• [Provided data]:
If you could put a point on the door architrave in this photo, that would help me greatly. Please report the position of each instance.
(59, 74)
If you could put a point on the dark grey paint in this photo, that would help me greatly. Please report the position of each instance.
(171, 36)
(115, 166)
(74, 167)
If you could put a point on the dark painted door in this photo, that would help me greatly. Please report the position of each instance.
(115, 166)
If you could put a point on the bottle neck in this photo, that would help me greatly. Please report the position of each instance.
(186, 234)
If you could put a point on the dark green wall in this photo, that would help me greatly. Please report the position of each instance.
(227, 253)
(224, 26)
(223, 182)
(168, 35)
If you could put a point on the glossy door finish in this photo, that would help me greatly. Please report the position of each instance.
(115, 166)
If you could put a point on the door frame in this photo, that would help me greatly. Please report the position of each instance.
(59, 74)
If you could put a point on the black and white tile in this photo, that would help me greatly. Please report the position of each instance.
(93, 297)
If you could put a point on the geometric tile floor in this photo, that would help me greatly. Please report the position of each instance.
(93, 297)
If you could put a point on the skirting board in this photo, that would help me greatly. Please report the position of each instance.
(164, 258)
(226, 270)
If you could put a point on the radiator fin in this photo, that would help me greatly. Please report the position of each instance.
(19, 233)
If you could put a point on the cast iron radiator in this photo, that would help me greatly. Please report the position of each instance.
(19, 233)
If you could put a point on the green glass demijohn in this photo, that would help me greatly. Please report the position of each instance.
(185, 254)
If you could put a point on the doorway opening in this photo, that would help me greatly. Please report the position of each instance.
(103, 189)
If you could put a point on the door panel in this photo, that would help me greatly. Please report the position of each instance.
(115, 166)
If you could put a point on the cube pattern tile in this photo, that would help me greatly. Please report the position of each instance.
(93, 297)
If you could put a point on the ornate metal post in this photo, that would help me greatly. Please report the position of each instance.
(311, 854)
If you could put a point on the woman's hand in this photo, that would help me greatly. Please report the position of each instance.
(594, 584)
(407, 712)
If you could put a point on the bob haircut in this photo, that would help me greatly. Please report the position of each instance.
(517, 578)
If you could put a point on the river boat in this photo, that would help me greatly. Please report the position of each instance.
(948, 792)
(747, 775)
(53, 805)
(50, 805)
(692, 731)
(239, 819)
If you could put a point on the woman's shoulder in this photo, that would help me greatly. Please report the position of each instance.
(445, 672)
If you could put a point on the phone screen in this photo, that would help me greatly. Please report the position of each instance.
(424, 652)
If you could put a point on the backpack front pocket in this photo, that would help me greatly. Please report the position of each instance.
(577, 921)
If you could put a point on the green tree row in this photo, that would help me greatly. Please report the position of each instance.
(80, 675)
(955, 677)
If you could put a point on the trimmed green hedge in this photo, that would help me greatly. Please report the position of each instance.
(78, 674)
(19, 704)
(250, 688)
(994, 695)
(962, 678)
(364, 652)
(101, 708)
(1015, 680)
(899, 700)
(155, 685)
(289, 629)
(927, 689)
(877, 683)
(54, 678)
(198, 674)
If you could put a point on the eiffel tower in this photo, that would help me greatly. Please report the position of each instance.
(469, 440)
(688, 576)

• [What you need to do]:
Go through the records and copy each one exactly.

• [Final answer]:
If you could put a point on the door architrave in this photo, that would help me greatly. Please report the position of each instance.
(59, 74)
If you could put a point on the dark grey paint in this photo, that would help me greatly. Please report the position of each instance.
(171, 36)
(115, 166)
(74, 167)
If you could put a point on the dark painted door in this photo, that would help me greatly. Please report the position of each instance.
(115, 166)
If you could put a point on the bottle neck in this photo, that would help me greatly. Please report the position of each instance.
(186, 234)
If you could put a point on the dark green wall in this photo, that would help me greatly. Please report the position of each instance.
(227, 253)
(224, 26)
(223, 182)
(168, 35)
If you could put a point on the glossy door finish in this photo, that would help me greatly. Please report the position of each instance.
(115, 166)
If you could put a point on the door frame in this photo, that would help me greatly. Please report the position of each instance.
(59, 74)
If you could put a point on the black and white tile in this photo, that would help me greatly. Please report the position of each instance.
(93, 297)
If you could put a point on the geometric tile floor in this photo, that would help me greatly. Please report the position of each instance.
(93, 297)
If you could put a point on the skirting board in this photo, that would help me greatly. Please report the position of each instance.
(164, 258)
(226, 270)
If you could put a point on the radiator fin in this photo, that would help me greatly. Please report the position of each instance.
(19, 233)
If you could put a point on the cast iron radiator in this photo, that would help me greatly. Please report the position of each instance.
(19, 233)
If you could put a point on the green glass demijohn in this photo, that would help me greatly. Please report the position of each instance.
(185, 254)
If you could put a point on the doorway opening in this photo, that would help me greatly. Please report the position of each instance.
(103, 189)
If you could put a point on the door panel in this photo, that would help me greatly. Please report the position of each instance.
(115, 166)
If you could put a point on the cube pattern tile in this photo, that would help me greatly. Please report the position of each instance.
(93, 297)
If you could put a point on the ornate metal post in this photo, that would help me greatly. Please report the position of each instance.
(311, 854)
If you could put a point on the woman's hand in this photo, that would help me greatly. Please report the position of each instance.
(594, 584)
(407, 712)
If you could put a point on the bob haircut in this photo, that would help me greatly. Please report the position of each instance.
(517, 578)
If you could put a point on the river boat in this photo, that would help me greatly. Please report the position of each instance.
(948, 792)
(747, 775)
(53, 805)
(50, 805)
(692, 731)
(239, 819)
If you could put a point on the woman's shoulder in this photo, that would help me greatly. Please report the position of each instance.
(445, 672)
If you could put a point on the phone screen in this photo, that would help me greatly. Please report the position of each instance.
(424, 652)
If you could put a point on the backpack front pocket in this photo, that would help me greatly. Please report the position of each instance.
(577, 921)
If you could put a point on the green tree row in this photo, that would help me greatly. Please report the position of each instance.
(80, 675)
(955, 677)
If you could put a point on the trimmed green hedge in this photo, that would help me greatly. Please report the position of each instance.
(78, 674)
(19, 704)
(250, 688)
(994, 695)
(962, 678)
(364, 652)
(101, 708)
(1015, 680)
(899, 700)
(155, 685)
(289, 629)
(927, 689)
(877, 683)
(54, 678)
(198, 674)
If you could put a point on the eiffel tower in this photo, that would help me greatly. Please report the position of each instance.
(469, 440)
(688, 576)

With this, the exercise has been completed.